------ Data entries ------

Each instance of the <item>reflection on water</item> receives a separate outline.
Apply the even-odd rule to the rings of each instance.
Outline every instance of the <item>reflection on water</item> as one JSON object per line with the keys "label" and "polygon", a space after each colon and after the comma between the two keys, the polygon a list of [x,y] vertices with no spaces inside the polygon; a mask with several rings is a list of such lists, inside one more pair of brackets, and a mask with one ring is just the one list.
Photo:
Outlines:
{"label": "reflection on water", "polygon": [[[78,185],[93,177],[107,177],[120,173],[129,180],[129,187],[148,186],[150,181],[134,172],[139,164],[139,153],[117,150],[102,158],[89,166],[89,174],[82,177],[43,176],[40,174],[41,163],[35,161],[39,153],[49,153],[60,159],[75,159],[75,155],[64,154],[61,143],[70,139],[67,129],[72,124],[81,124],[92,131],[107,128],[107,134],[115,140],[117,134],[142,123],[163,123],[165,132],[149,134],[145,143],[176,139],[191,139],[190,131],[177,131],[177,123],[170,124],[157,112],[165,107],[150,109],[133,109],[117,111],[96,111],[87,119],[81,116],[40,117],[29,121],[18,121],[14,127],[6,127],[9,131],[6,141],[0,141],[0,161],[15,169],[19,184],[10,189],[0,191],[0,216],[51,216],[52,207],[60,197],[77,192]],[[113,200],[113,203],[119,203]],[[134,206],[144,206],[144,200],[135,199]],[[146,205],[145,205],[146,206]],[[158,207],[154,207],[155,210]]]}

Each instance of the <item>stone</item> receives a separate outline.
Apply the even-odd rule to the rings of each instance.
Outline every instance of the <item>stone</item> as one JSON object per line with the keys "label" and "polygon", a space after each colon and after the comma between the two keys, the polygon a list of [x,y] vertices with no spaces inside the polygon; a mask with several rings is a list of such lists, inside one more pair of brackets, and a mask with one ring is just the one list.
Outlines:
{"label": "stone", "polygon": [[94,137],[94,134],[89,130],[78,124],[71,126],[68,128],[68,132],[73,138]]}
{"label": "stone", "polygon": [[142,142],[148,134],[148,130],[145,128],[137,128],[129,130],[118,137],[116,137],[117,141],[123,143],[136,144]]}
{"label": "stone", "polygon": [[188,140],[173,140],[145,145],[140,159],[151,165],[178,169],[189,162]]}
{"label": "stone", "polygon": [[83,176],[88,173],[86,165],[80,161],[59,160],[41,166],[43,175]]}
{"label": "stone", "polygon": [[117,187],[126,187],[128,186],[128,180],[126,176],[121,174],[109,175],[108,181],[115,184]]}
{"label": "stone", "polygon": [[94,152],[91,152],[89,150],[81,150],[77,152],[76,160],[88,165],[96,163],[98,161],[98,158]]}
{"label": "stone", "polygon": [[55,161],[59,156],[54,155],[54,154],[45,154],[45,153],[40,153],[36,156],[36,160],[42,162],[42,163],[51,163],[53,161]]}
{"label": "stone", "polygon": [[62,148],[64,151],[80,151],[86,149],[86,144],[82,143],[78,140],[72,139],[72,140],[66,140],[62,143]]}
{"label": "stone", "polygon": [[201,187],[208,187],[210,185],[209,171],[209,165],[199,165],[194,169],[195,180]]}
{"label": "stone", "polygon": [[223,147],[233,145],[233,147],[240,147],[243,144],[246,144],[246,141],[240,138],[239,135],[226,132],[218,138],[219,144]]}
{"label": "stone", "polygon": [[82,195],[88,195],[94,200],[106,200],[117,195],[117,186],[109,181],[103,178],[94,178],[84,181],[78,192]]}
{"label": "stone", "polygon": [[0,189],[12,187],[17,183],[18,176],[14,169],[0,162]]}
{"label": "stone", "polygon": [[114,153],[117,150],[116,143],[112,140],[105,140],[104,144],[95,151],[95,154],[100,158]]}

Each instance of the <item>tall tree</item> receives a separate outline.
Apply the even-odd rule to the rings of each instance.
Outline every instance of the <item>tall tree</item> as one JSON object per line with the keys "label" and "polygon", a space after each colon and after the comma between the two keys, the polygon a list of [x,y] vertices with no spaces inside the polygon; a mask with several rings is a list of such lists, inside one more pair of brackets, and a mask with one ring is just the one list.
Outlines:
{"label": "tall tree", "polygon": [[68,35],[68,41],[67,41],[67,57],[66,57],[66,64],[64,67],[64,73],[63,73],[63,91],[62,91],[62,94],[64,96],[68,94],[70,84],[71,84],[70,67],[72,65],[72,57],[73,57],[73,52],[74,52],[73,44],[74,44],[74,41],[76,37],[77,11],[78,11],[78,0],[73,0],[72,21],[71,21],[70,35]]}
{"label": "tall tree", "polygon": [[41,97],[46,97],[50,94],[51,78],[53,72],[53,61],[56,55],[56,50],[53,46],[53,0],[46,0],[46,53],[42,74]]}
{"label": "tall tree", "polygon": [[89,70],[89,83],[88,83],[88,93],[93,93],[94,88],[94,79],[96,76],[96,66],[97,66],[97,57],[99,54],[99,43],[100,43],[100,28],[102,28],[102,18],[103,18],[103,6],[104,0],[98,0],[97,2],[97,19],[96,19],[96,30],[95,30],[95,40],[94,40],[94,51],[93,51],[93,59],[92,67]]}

------

■ What is expected: Update the listing above by replacing every occurrence of "receives a separate outline" with "is outlined separately" and leaving all other text unchanged.

■ Answer below:
Each instance of the <item>reflection on water</item> is outlined separately.
Apply the even-odd rule to the rings of each instance.
Outline every instance of the <item>reflection on water</item> as one JSON object per line with the keys "label" and "polygon", a space after each colon and after the comma between the two keys, the polygon a list of [x,y] vertices with no spaces inside the polygon; a mask with several rings is a list of such lists, inside one more pair of brackets, and a mask with one ring is just the one list.
Photo:
Outlines:
{"label": "reflection on water", "polygon": [[[78,185],[93,177],[107,177],[120,173],[129,180],[129,187],[148,186],[150,181],[134,172],[139,164],[139,153],[117,150],[102,158],[89,166],[89,174],[82,177],[43,176],[40,174],[41,163],[35,161],[39,153],[49,153],[60,159],[75,159],[75,155],[64,154],[61,143],[70,139],[67,129],[72,124],[81,124],[92,131],[107,128],[107,134],[115,140],[117,134],[142,123],[163,123],[165,132],[149,134],[145,143],[176,139],[191,139],[190,131],[177,131],[177,123],[170,124],[157,112],[165,107],[150,109],[133,109],[117,111],[96,111],[87,119],[81,116],[40,117],[29,121],[18,121],[14,127],[6,127],[9,131],[6,141],[0,141],[0,161],[15,169],[19,184],[10,189],[0,191],[0,216],[51,216],[52,207],[60,197],[77,192]],[[113,200],[113,203],[119,203]],[[134,206],[144,206],[144,200],[135,199]],[[146,205],[145,205],[146,206]],[[158,207],[154,207],[155,210]]]}

Each instance of the <item>stone</item> is outlined separately.
Apply the even-odd rule to the rings of each instance.
Outline every instance of the <item>stone</item> as one JSON object per line with the keys "label" and "polygon", a space after each colon and after the comma between the two keys, the polygon a list of [x,y] vertices with no spaces inside the polygon; a mask with several rings is a list of such lists, inside one more pair of brackets, and a mask with one ring is just the one list.
Outlines:
{"label": "stone", "polygon": [[94,137],[94,134],[89,130],[78,124],[71,126],[68,128],[68,132],[73,138]]}
{"label": "stone", "polygon": [[142,142],[148,134],[148,130],[145,128],[137,128],[129,130],[118,137],[116,137],[117,141],[123,143],[136,144]]}
{"label": "stone", "polygon": [[188,140],[173,140],[145,145],[140,159],[151,165],[178,169],[189,162]]}
{"label": "stone", "polygon": [[83,176],[88,173],[86,165],[80,161],[59,160],[41,166],[43,175]]}
{"label": "stone", "polygon": [[117,187],[126,187],[128,186],[128,180],[126,176],[121,174],[109,175],[108,181],[115,184]]}
{"label": "stone", "polygon": [[94,152],[91,152],[89,150],[81,150],[77,152],[76,160],[88,165],[96,163],[98,161],[98,158]]}
{"label": "stone", "polygon": [[55,161],[59,156],[54,155],[54,154],[45,154],[45,153],[40,153],[36,156],[36,160],[42,162],[42,163],[51,163],[53,161]]}
{"label": "stone", "polygon": [[62,148],[64,151],[80,151],[86,149],[86,144],[82,143],[78,140],[72,139],[72,140],[66,140],[62,143]]}
{"label": "stone", "polygon": [[201,187],[208,187],[210,185],[209,171],[209,165],[199,165],[194,169],[195,180]]}
{"label": "stone", "polygon": [[223,147],[233,145],[233,147],[240,147],[243,144],[246,144],[246,141],[240,138],[239,135],[226,132],[218,138],[219,144]]}
{"label": "stone", "polygon": [[82,195],[88,195],[94,200],[106,200],[117,195],[117,186],[109,181],[103,178],[94,178],[84,181],[78,192]]}
{"label": "stone", "polygon": [[0,189],[12,187],[17,183],[18,176],[14,169],[0,162]]}
{"label": "stone", "polygon": [[114,153],[117,150],[116,143],[112,140],[105,140],[104,144],[95,151],[95,154],[100,158]]}

Each instance of the <item>tall tree</item> is outlined separately.
Apply the even-odd rule to the rings of each instance.
Outline every instance of the <item>tall tree</item> as one JSON object per line with the keys "label" and "polygon", a space after each colon and after the comma between the two keys, the polygon a list of [x,y] vertices with no spaces inside the polygon; a mask with several rings is a list of such lists, inside one more pair of brackets, and a mask with one ring is just the one list.
Outlines:
{"label": "tall tree", "polygon": [[68,35],[68,41],[67,41],[67,57],[66,57],[66,64],[64,67],[64,73],[63,73],[63,91],[62,91],[62,94],[64,96],[68,94],[70,84],[71,84],[70,67],[72,65],[72,57],[73,57],[73,52],[74,52],[73,44],[74,44],[74,41],[76,37],[77,11],[78,11],[78,0],[73,0],[72,21],[71,21],[70,35]]}
{"label": "tall tree", "polygon": [[41,97],[46,97],[50,94],[51,78],[53,72],[53,61],[56,55],[56,50],[53,46],[53,0],[46,0],[46,53],[42,74]]}
{"label": "tall tree", "polygon": [[89,70],[89,83],[88,83],[88,93],[93,93],[94,88],[94,79],[96,76],[96,66],[97,66],[97,57],[99,54],[99,43],[100,43],[100,28],[102,28],[102,18],[103,18],[103,6],[104,0],[98,0],[97,2],[97,19],[96,19],[96,30],[95,30],[95,40],[94,40],[94,51],[93,51],[93,59],[92,67]]}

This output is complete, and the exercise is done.